What needs to be done:
Copy out the records from the line with "Is there any dry" to the line with "0;103;445;293", both ends included, and shift each coordinate in the answers up by 74, leaving the request line unchanged.

Source records:

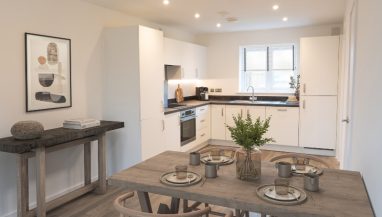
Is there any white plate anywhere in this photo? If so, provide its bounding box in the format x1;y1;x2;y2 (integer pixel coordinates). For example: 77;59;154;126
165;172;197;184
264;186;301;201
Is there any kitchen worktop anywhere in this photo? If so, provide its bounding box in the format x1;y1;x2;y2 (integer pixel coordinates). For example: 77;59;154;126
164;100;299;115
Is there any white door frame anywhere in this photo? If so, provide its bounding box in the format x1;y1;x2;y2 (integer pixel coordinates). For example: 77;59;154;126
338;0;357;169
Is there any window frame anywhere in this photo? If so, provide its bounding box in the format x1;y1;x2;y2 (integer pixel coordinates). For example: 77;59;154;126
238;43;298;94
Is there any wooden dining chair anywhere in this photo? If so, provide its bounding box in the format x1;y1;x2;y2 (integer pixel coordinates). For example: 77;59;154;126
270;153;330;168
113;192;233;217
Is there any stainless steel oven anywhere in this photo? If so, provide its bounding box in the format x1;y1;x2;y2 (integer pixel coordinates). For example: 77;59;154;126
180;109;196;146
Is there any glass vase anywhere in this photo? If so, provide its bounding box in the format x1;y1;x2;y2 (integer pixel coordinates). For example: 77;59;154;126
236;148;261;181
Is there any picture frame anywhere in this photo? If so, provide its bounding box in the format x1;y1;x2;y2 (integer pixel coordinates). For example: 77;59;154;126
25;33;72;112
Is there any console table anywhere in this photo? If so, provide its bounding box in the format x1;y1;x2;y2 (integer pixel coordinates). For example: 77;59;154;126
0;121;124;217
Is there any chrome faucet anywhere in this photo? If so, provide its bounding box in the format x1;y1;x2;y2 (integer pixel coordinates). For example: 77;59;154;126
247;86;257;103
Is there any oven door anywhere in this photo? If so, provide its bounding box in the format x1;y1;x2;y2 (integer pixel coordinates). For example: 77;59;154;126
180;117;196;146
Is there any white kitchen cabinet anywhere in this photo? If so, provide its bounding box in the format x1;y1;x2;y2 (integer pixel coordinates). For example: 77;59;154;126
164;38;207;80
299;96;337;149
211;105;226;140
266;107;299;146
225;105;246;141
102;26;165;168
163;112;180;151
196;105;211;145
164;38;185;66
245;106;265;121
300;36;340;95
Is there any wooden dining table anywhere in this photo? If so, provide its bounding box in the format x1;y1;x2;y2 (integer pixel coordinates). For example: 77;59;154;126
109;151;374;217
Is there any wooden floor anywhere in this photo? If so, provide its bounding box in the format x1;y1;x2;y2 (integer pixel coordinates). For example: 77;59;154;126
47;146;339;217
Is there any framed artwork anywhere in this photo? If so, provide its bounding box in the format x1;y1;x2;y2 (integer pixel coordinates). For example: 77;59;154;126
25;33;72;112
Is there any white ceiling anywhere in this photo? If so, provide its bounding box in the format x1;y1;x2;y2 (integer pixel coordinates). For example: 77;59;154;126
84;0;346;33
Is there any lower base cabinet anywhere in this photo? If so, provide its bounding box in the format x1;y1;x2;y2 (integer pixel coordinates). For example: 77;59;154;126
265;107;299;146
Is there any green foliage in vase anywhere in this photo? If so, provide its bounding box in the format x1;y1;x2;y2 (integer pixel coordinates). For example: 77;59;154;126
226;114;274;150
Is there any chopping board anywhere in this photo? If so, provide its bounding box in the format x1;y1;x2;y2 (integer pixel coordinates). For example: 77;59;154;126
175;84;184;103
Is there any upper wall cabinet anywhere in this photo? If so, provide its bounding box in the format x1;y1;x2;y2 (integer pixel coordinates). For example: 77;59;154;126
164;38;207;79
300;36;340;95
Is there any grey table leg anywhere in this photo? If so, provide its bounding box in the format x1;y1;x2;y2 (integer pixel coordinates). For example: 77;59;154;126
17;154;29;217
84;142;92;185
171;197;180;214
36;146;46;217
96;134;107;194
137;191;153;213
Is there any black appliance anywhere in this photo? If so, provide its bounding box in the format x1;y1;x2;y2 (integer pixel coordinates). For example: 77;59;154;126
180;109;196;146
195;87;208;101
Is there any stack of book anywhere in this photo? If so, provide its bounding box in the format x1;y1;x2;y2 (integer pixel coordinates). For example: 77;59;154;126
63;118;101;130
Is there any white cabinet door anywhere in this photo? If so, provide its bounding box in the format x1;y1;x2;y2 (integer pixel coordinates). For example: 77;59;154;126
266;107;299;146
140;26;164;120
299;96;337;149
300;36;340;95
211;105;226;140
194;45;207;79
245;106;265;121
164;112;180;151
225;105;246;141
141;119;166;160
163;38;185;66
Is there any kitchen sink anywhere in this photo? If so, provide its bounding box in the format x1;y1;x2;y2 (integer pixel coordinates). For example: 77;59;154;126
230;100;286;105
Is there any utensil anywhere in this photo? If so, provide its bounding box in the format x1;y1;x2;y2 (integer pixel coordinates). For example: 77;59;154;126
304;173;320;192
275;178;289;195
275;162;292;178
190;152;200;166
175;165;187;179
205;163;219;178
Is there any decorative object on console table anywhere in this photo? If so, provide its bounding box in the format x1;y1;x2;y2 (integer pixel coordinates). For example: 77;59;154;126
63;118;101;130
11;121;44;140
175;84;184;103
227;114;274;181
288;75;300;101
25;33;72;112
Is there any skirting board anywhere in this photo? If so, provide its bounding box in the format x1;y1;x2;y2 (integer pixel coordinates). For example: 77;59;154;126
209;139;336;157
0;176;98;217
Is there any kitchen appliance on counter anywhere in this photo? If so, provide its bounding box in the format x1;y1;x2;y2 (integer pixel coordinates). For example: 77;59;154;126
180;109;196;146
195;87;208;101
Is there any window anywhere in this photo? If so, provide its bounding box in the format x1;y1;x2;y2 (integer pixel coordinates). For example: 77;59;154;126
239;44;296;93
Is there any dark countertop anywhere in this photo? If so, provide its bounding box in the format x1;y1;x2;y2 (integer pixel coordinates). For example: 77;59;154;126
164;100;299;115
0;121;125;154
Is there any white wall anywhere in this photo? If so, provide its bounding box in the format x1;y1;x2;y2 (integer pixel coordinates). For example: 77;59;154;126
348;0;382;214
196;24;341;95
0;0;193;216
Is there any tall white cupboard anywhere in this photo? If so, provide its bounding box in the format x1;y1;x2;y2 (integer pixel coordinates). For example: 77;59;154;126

==

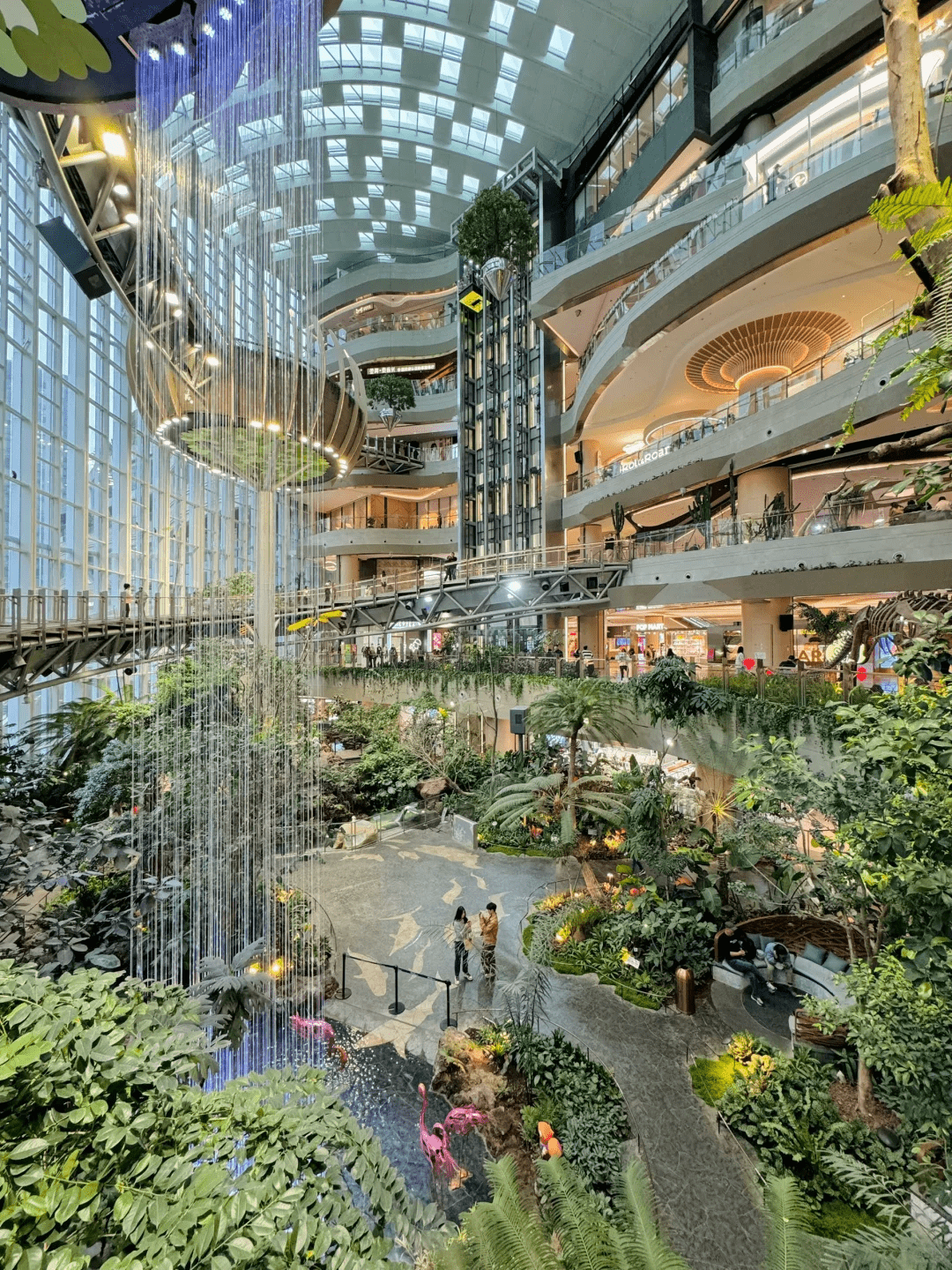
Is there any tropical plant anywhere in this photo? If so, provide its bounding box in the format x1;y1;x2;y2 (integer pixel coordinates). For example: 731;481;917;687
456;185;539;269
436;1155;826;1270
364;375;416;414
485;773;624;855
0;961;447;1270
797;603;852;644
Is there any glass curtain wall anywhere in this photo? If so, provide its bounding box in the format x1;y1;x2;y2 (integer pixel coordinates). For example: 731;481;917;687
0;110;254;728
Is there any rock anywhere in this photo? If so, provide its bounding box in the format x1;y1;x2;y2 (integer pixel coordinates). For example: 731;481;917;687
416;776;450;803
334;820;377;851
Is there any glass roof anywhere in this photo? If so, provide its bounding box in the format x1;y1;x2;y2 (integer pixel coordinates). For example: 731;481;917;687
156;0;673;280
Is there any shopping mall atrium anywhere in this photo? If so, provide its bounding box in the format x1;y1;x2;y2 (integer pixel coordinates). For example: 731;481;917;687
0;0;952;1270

==

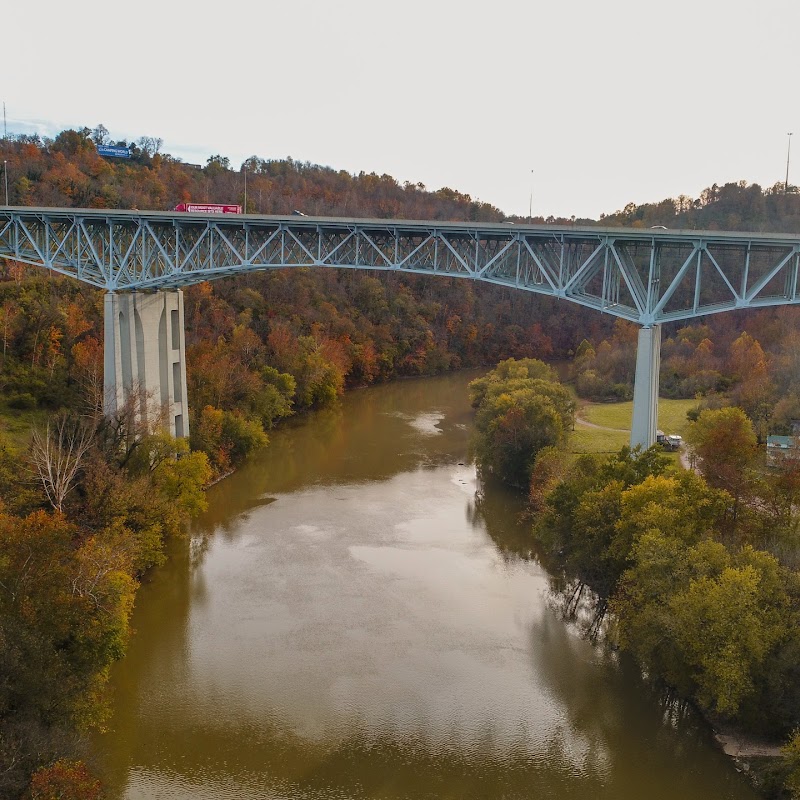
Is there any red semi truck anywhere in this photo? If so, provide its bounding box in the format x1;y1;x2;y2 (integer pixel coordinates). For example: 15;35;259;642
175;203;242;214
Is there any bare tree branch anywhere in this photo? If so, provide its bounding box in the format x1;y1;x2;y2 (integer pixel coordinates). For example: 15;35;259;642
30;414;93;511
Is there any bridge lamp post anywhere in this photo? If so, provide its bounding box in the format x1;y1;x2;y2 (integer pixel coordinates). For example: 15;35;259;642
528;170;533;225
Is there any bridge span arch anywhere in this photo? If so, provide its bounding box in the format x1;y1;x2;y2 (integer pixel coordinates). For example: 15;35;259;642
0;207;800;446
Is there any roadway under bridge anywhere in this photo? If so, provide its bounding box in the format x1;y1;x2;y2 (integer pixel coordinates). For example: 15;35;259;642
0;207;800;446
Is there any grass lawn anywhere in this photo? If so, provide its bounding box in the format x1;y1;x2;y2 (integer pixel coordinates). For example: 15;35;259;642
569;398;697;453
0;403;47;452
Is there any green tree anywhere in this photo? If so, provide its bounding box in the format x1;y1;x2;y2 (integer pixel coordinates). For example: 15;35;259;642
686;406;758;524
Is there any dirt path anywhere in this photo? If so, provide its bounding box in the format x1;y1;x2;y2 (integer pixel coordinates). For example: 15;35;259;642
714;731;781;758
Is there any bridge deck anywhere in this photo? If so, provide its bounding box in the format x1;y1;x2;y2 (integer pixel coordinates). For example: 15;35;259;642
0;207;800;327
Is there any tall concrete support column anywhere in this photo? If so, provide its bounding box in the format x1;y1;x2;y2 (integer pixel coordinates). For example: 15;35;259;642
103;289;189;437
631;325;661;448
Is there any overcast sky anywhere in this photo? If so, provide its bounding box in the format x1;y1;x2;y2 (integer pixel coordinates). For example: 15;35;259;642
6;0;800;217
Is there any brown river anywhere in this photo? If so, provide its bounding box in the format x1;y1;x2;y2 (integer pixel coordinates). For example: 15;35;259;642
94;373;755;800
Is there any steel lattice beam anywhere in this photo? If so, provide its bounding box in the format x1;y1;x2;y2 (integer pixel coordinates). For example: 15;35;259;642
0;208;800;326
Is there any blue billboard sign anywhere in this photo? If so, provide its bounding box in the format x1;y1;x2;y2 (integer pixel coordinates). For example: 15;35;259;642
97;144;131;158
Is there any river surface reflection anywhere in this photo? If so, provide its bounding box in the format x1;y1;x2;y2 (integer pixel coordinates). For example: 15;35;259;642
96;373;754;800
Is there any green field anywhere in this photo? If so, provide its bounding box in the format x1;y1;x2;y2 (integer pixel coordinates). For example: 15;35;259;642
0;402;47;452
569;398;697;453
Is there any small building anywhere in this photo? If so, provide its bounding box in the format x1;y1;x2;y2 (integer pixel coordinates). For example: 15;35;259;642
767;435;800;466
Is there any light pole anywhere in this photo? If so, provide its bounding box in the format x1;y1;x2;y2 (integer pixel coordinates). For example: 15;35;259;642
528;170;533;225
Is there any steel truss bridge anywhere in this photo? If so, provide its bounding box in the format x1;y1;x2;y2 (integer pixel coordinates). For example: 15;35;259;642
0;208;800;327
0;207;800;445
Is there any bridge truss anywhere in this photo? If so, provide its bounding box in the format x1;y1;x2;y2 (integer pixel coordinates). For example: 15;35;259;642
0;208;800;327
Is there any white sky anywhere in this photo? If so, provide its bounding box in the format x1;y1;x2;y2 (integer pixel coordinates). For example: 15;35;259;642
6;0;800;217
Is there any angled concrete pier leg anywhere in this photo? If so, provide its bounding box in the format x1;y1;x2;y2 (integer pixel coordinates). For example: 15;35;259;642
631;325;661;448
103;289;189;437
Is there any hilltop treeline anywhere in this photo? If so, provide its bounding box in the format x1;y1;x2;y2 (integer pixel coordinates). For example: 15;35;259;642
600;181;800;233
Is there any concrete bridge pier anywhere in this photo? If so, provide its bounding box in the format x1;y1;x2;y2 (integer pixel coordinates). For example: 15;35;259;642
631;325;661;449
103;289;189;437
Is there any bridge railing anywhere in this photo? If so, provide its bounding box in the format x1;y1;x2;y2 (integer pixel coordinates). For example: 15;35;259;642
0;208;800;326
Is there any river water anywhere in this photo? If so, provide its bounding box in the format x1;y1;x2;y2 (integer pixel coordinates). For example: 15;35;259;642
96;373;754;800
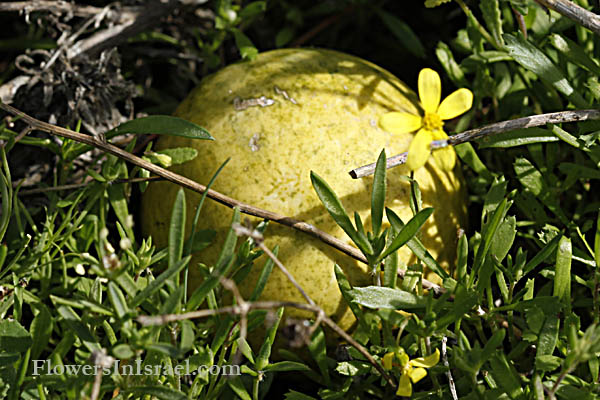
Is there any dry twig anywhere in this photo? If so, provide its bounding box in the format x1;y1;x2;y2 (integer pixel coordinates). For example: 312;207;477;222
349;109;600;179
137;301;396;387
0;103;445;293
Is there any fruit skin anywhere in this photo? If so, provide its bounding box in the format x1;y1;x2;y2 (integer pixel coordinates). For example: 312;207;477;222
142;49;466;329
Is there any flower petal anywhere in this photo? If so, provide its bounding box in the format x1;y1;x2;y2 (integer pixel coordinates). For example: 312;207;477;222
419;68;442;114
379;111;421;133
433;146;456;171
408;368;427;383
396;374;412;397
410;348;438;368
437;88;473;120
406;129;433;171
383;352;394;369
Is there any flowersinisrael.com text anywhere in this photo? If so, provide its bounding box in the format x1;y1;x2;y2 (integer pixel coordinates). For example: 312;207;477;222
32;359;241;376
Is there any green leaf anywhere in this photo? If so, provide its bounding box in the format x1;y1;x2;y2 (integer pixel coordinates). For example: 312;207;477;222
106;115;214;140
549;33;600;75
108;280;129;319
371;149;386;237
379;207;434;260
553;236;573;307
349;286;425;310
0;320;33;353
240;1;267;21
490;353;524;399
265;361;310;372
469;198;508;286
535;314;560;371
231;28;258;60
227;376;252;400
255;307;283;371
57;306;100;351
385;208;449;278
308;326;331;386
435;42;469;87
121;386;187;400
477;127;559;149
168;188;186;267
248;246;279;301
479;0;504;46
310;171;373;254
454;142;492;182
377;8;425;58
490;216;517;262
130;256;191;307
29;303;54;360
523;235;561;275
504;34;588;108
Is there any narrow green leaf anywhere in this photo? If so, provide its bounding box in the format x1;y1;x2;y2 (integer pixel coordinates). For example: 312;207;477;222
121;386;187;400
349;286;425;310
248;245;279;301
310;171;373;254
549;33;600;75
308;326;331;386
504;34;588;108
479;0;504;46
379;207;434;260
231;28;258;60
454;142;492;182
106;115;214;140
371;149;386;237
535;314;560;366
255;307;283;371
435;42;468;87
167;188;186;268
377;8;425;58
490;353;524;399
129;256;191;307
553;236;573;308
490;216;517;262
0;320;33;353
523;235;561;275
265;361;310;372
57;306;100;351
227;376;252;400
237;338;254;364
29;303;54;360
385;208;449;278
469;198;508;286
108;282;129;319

Reply to the task:
Is there any dry twig anywhere in this photo? If so, provide its bounding box in the format x1;y1;x2;y2 (integer pixel coordinates). For example: 312;207;477;222
423;183;674;253
211;375;470;461
74;177;519;367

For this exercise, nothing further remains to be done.